* _Exercise inputs_
|---|
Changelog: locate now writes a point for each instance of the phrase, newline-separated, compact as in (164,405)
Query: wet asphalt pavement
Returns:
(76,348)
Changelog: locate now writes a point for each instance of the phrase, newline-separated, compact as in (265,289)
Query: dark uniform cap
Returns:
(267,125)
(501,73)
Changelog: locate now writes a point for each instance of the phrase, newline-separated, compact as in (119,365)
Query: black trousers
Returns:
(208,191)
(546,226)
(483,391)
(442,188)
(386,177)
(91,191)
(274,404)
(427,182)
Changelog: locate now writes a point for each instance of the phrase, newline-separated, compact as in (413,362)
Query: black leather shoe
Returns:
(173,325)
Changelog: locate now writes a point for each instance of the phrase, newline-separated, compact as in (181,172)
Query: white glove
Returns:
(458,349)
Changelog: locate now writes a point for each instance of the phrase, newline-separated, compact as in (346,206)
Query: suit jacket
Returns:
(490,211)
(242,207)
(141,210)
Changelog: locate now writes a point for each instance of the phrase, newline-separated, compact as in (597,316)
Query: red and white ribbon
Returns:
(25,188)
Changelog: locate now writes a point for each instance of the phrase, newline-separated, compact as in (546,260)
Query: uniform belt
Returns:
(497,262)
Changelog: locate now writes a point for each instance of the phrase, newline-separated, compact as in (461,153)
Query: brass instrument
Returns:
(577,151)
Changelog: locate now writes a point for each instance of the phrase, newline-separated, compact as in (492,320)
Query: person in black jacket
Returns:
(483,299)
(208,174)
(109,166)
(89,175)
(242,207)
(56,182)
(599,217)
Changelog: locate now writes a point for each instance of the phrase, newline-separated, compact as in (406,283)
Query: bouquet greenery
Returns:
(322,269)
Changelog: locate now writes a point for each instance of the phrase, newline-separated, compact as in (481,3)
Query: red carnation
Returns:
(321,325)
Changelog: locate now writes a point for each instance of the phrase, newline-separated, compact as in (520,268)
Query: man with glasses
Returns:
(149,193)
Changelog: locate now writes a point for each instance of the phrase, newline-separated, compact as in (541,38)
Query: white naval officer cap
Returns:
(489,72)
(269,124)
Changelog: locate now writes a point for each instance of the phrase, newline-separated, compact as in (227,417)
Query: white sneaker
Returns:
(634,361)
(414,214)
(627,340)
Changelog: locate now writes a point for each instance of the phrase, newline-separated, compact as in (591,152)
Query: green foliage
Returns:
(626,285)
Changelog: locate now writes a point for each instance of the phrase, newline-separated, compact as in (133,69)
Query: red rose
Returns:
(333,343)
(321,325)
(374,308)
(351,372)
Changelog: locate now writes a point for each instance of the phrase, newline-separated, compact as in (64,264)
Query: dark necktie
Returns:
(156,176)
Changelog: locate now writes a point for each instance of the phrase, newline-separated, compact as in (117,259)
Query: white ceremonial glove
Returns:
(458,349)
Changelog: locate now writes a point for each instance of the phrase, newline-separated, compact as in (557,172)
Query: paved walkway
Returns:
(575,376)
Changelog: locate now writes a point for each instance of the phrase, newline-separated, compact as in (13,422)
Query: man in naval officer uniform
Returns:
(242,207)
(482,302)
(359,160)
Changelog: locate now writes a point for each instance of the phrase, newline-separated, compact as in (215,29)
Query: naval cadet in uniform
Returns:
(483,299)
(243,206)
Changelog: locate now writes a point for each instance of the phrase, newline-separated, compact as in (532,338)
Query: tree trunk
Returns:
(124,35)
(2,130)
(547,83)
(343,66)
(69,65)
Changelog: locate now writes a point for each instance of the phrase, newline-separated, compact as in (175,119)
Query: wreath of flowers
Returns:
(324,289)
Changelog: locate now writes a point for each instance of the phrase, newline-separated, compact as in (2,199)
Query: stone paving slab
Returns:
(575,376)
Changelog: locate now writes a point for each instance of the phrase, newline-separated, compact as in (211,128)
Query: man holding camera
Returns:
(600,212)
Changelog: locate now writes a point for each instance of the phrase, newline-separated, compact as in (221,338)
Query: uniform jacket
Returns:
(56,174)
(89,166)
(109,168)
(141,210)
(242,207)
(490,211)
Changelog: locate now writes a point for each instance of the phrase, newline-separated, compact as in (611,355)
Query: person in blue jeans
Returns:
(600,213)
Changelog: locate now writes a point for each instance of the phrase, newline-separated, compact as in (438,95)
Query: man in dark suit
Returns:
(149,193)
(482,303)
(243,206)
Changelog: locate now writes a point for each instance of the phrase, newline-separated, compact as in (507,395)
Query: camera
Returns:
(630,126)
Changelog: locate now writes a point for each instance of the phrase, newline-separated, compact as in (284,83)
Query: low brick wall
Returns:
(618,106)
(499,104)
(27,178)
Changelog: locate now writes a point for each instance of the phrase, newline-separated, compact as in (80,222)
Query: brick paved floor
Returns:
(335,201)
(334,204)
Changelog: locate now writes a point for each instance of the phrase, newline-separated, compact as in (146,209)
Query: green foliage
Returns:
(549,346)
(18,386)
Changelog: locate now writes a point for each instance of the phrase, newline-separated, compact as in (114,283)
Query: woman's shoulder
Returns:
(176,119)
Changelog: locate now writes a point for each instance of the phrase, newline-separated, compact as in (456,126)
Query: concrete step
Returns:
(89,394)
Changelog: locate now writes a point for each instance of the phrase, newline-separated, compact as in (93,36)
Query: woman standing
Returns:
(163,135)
|---|
* _Written instruction_
Copy out the lines from the line containing "as in (284,83)" to the end of the listing above, without alteration.

* _Problem solution_
Changelog: locate now writes a point for each instance of the phrase, newline-separated, compact as in (284,83)
Query: low brick wall
Returns:
(618,106)
(499,104)
(27,178)
Changelog: locate now writes a point for each instance of the phrase, newline-separated, compact as in (80,222)
Query: brick paved floor
Returns:
(335,201)
(334,204)
Changelog: locate now writes a point for each instance of the phrase, newline-separated, compact as in (146,209)
Query: green foliage
Returns:
(549,346)
(18,386)
Changelog: locate now writes a point for each instance of the phrase, newline-separated, compact as in (114,283)
Query: woman's shoulder
Returns:
(176,119)
Changelog: locate now writes a point for each instance of the phrase, newline-separated, compact as in (456,126)
Query: concrete step
Returns:
(89,394)
Changelog: locate now writes a point for each instance of the phrase, newline-separated, compact as in (93,36)
Query: woman standing
Returns:
(163,135)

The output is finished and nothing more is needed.